WHAT YOU NEED TO DO
Print each entry below precisely as it reads.

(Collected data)
● ● ● ● ● ● ●

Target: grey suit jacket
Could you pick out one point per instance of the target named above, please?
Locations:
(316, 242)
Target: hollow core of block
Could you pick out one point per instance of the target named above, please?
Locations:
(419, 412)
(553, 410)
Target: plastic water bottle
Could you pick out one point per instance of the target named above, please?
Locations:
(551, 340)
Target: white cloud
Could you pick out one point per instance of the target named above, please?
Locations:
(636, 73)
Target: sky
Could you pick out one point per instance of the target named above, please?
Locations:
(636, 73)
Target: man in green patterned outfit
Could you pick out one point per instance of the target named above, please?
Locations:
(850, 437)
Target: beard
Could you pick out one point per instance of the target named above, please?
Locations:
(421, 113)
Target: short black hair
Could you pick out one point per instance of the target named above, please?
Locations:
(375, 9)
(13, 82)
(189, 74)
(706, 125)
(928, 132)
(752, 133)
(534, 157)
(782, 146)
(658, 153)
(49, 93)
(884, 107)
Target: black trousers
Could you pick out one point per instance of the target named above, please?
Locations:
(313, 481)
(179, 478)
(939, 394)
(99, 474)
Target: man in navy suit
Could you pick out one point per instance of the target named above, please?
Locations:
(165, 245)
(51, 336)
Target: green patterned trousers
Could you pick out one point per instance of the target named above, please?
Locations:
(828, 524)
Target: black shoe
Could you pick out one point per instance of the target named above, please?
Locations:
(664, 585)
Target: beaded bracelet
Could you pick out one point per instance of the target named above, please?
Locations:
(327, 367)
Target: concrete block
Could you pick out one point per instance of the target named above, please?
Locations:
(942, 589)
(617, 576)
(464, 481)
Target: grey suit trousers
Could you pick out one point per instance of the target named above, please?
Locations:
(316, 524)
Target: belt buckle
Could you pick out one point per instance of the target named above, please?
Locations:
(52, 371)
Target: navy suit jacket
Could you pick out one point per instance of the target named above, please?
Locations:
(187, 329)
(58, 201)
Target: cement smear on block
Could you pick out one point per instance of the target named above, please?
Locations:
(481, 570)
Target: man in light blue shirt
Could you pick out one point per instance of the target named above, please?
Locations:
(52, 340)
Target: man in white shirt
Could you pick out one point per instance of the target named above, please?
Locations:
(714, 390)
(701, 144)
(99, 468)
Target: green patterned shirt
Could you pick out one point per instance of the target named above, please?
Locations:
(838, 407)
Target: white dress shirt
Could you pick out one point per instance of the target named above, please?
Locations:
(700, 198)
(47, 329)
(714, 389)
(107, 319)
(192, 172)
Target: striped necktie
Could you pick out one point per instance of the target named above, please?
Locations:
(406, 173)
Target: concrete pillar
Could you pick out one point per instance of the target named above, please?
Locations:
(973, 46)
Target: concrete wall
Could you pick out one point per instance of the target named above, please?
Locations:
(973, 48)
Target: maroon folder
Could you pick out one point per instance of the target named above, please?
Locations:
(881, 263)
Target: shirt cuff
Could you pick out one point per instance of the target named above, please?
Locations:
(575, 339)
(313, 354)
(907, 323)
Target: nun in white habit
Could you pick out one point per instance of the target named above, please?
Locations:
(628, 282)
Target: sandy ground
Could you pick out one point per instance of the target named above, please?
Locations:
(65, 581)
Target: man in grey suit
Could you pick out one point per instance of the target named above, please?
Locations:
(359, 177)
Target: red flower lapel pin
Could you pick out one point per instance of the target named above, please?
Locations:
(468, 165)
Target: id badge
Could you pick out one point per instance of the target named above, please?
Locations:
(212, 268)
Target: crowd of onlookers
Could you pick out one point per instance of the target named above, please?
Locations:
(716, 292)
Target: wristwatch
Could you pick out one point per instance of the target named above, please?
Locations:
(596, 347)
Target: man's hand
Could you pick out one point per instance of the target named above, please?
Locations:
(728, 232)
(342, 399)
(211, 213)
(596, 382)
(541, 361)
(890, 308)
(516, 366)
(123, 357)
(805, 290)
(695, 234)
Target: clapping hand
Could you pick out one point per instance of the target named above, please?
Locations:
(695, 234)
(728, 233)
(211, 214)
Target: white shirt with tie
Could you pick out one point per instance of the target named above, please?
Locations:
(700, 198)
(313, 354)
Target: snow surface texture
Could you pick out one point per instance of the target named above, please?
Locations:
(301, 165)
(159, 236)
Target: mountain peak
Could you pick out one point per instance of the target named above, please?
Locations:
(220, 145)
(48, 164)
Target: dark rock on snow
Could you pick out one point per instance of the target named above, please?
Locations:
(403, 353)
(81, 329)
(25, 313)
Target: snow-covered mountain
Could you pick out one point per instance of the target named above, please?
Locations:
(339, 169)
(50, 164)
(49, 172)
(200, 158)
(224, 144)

● ● ● ● ● ● ●

WRITTEN RESPONSE
Target: grey suit jacket
Could you pick out one point per instance of the target named above, please?
Locations:
(316, 242)
Target: hollow core of block
Could you pick out one point per instance of the target named above, please?
Locations:
(419, 412)
(553, 410)
Target: plastic water bottle
Could you pick out one point per instance of the target named above, please?
Locations:
(551, 340)
Target: white cloud
Could you pick out one point per instance of the target named above, please?
Locations:
(636, 73)
Target: sky
Could you pick out one point per instance of the target named above, please?
Locations:
(636, 73)
Target: man in green patterned outfit
Could you pick out one point per instance of the target named above, please?
Locations:
(850, 437)
Target: beard
Could you pick out one point per instance of the target named above, please?
Locations:
(421, 113)
Target: short black hair
Could you pick out one point per instance of the target named above, please?
Locations:
(375, 9)
(13, 82)
(189, 74)
(706, 125)
(928, 132)
(752, 133)
(534, 157)
(782, 146)
(658, 153)
(49, 93)
(884, 107)
Target: black trousers
Could you pick out one point per instance of the target named above, please?
Locations:
(313, 481)
(179, 478)
(939, 394)
(99, 474)
Target: man in navy suit
Could you pick out one point per instance of the target named above, please?
Locations:
(165, 245)
(51, 336)
Target: green patterned trousers
Could you pick out one point per instance of the target named above, please?
Locations:
(828, 524)
Target: black shoe
Could you pick out one point per instance of the target named above, please?
Locations:
(664, 585)
Target: beaded bracelet
Could you pick out one point per instance of the target named above, please?
Locations:
(327, 367)
Target: concrete block
Could you pick out one point per instance of the target named above, please?
Locations:
(942, 589)
(617, 576)
(464, 481)
Target: grey suit trousers
Could you pick out one point per instance of the target named above, please?
Locations:
(316, 524)
Target: belt buckle
Could you pick out one point per instance of the target named above, please?
Locations:
(52, 371)
Target: navy suit jacket
Could you pick out one point per instance of the target named above, please?
Locations:
(187, 329)
(58, 201)
Target: cement smear on block
Could you pick out one point per instance of the target named above, please?
Locations:
(481, 570)
Target: man in light blue shirt
Could you pick out one point per instance of the target named above, please?
Locations:
(52, 340)
Target: man in white shirt
Could you pick out one point per instance of the target named above, please?
Locations:
(714, 390)
(701, 144)
(99, 468)
Target: green patterned shirt
Could you pick out one point per instance of the target named above, please?
Locations:
(838, 407)
Target: white dress shirt
Could you pick out one point per instance of the target named above, please?
Locations:
(700, 198)
(47, 329)
(714, 389)
(107, 319)
(192, 172)
Target: striped necktie
Could you pick out one point per instance of the target named above, please?
Locations:
(406, 173)
Target: concrete pillar
Could you pick out one point per instance of the target named above, please?
Locations:
(973, 46)
Target: concrete wall
Could you pick out one point per instance of the target named above, please?
Locations:
(973, 48)
Target: maroon folder
Could you pick out one point per instance of the target named above, please?
Locations:
(881, 263)
Target: shirt cuff
Could you pick out one point per instance of the target named above, please?
Locations:
(575, 339)
(313, 354)
(907, 323)
Target: nun in white habit
Could you pick out one point per instance of the target named above, please?
Locations:
(628, 282)
Target: sandy ground
Could you pick out one point per instance of the target named above, please?
Locations:
(65, 581)
Target: man in grey suit
Could you pick out one point per instance of the target named above, please?
Locations:
(359, 177)
Target: red flower lapel pin
Could you pick out one point per instance of the target named above, please?
Locations:
(468, 165)
Target: id badge
Could you pick out one point per instance of the target named above, please?
Locations:
(212, 268)
Target: crowd of onlookers
Could you pick out one point per instance of the target named above, please?
Locations:
(716, 292)
Target: wristwatch
Could you pick out one point per instance of the target named above, please?
Locations:
(596, 347)
Target: man's hand
Could you pick out one point per instance of the target named above, please?
Locations:
(728, 232)
(342, 399)
(211, 213)
(596, 382)
(541, 361)
(890, 308)
(516, 366)
(123, 357)
(805, 290)
(695, 234)
Target: clapping hand
Could you pick out one point per instance of the target named above, please?
Locations:
(695, 234)
(728, 233)
(211, 214)
Target: white shirt with tie
Could you pick out one point per instance of the target named above, please?
Locations:
(700, 198)
(313, 354)
Target: snow surface texture
Could you pick out one point per instance of the target named above, please?
Locations:
(301, 165)
(159, 236)
Target: mountain peak
Could you pick out one point per instance of the target named above, please?
Locations:
(220, 145)
(48, 164)
Target: dark rock on snow
Could you pick out one point per instance of the target named above, please?
Locations:
(403, 353)
(81, 329)
(25, 313)
Target: snow-covered mountain
Could you pick out one point per instance of the target named above, please?
Locations:
(339, 169)
(50, 164)
(49, 172)
(200, 158)
(224, 144)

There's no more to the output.